§ Dataset content
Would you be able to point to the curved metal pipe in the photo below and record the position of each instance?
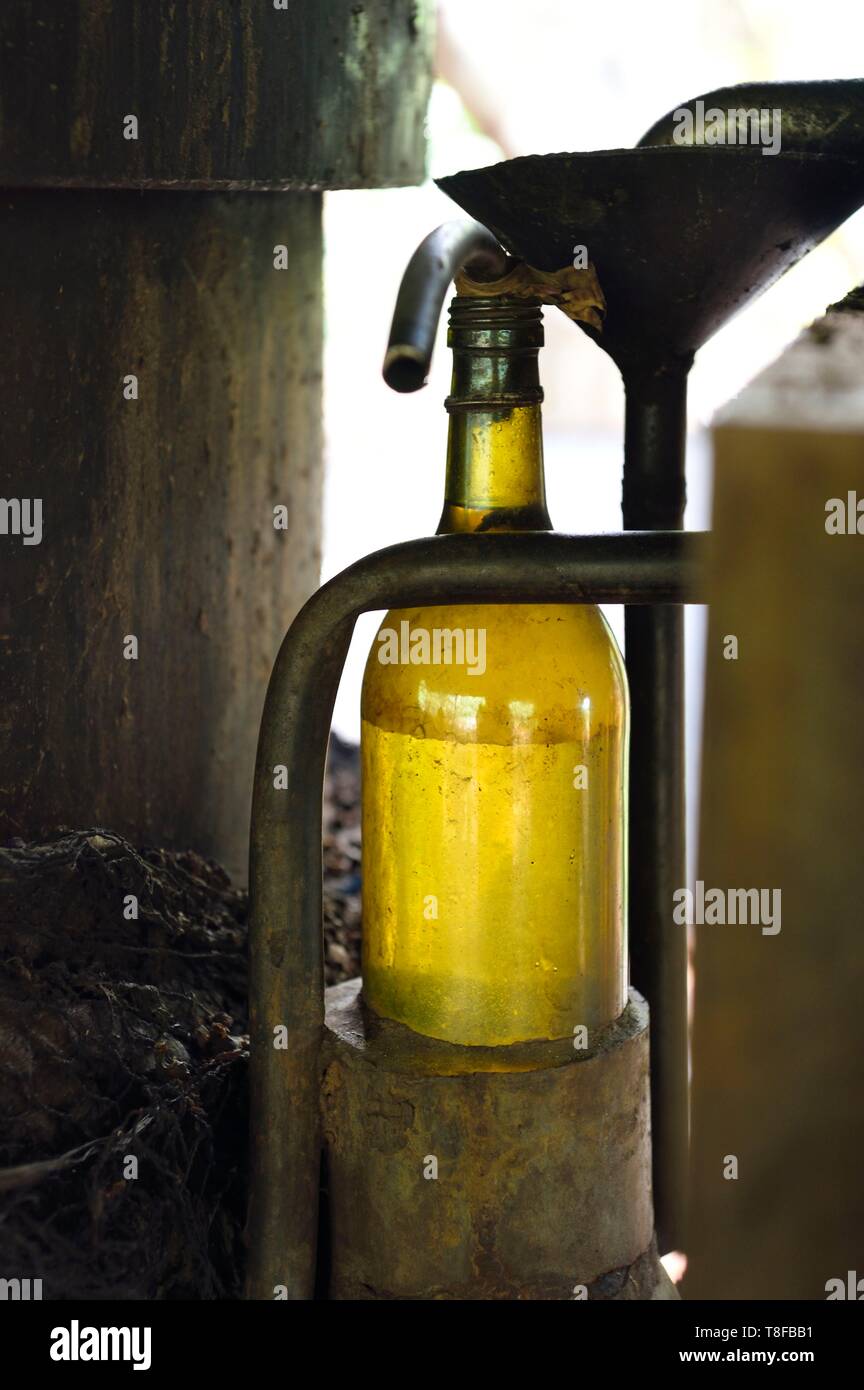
(286, 969)
(432, 267)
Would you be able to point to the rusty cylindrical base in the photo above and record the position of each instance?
(450, 1178)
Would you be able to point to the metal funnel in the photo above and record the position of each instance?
(814, 117)
(681, 236)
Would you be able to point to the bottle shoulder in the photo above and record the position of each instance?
(496, 673)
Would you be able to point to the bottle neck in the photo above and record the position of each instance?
(495, 446)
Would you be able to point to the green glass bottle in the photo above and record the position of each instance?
(493, 755)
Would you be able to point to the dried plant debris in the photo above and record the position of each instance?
(342, 863)
(124, 1057)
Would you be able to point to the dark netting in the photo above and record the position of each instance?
(124, 1058)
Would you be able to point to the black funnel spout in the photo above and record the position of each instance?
(681, 238)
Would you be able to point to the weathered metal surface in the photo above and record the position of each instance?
(227, 93)
(654, 439)
(285, 849)
(516, 1173)
(159, 510)
(816, 117)
(681, 236)
(778, 1034)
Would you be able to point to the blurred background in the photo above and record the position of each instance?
(570, 79)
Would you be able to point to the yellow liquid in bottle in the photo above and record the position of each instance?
(493, 826)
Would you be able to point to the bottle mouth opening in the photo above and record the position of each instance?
(496, 324)
(496, 309)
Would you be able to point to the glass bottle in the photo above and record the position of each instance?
(493, 755)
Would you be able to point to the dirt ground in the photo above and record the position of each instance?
(124, 1057)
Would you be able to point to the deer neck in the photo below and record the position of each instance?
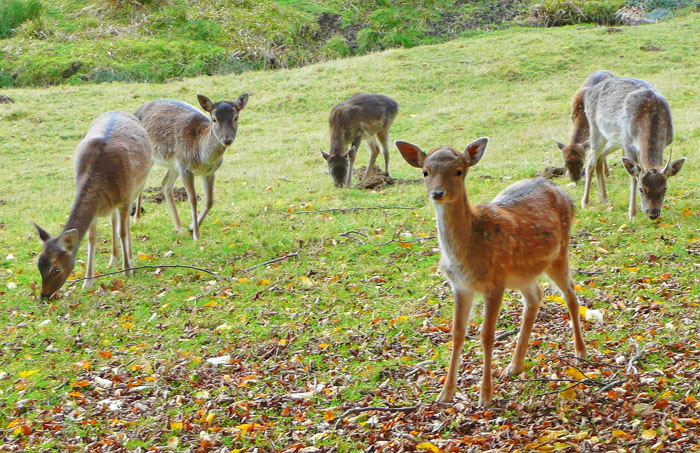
(84, 210)
(454, 222)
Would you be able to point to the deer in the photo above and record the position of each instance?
(631, 114)
(575, 152)
(189, 143)
(487, 248)
(112, 163)
(363, 116)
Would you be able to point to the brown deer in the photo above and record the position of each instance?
(111, 165)
(487, 248)
(575, 152)
(189, 144)
(367, 116)
(630, 114)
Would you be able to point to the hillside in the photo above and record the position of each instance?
(354, 322)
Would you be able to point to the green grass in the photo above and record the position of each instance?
(354, 317)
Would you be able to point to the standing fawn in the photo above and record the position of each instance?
(630, 114)
(111, 165)
(575, 152)
(189, 144)
(487, 248)
(363, 116)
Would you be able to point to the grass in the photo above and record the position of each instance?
(350, 316)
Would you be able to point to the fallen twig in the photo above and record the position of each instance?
(148, 266)
(358, 410)
(357, 208)
(274, 260)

§ The request
Render all of the rows above as a two-column CSV with the headers text and answer, giving one CSV line per row. Put each row's wording and its answer in a single quoted field apiece, replace any line breaks with spaces, and omit the pictures.

§ Answer to this exercise
text,answer
"Would you be able to point to the curved metal pipe in the photo below and record the position of each instance?","(286, 969) (432, 267)"
"Would you be able to point to the rusty cylindrical base in the photo above and record the position of each instance?","(450, 1178)"
"Would you be able to point to the metal funnel in the photo above and record the position of each instance?","(814, 117) (681, 236)"
"Would you be able to point to the bottle shoulder in the photo above and record the position of each instance?","(496, 673)"
"Would you be able to point to the bottle neck in the photo above and record the position of each instance?","(495, 446)"
"Would you be able to point to the green glass bottle in the photo above and record the position of each instance?","(493, 755)"
"Would you be able to point to the dried plant debris in the photo above and record the position of each instance?","(342, 863) (124, 1057)"
"Would you be able to point to the dark netting in the photo above and record the position of each instance?","(124, 1058)"
"Would you be able to point to the black funnel spout in the photo above and record the position of each instance?","(681, 238)"
"Would you be able to point to the weathered metal surface in the photo above and record the position of each instance?","(227, 93) (654, 439) (285, 849) (516, 1173) (159, 510) (816, 117) (681, 236) (778, 1034)"
"Would you be able to point to the blurred background in the photo above and record the position of each instance?","(570, 79)"
"Would you be able to point to the yellow liquid in bottle in the photo above and record the position of each instance?","(493, 826)"
"Would you be able to point to the bottle mouth opening in the photo above and record the position of each instance?","(496, 324) (496, 309)"
"Would you be able to point to the glass bottle in the photo above and record the position of each instance?","(493, 755)"
"Would you be able to point to the dirt ground in the photo above and record the position of each instance?","(124, 1057)"
"Would you be able to point to the deer neck in the photo below and record the position of each instance?","(84, 210) (454, 222)"
"Would you be able to point to the deer in the photo above and record the position of each instance?","(631, 114) (575, 152) (189, 143) (487, 248) (112, 163) (363, 116)"
"Would you be able to point to the brown deer in the photo above and record the position of each instance?","(111, 165) (487, 248) (575, 152) (189, 144) (367, 116) (630, 114)"
"Would you be able to point to the hillside in the photo above and record the position of each instance?","(354, 322)"
"Would you be able to point to the green grass in the photo above and record the position of each instance?","(354, 317)"
"Would you be able to point to the standing fawn in the photo above and record the position of each instance?","(630, 114) (111, 165) (575, 152) (189, 144) (487, 248) (363, 116)"
"Would you be able to point to the grass in the photo above and record the position of each instance?","(350, 316)"
"Would you be able to point to the fallen twig in the photo above and record the position of each instance?","(148, 266) (358, 410) (357, 208) (274, 260)"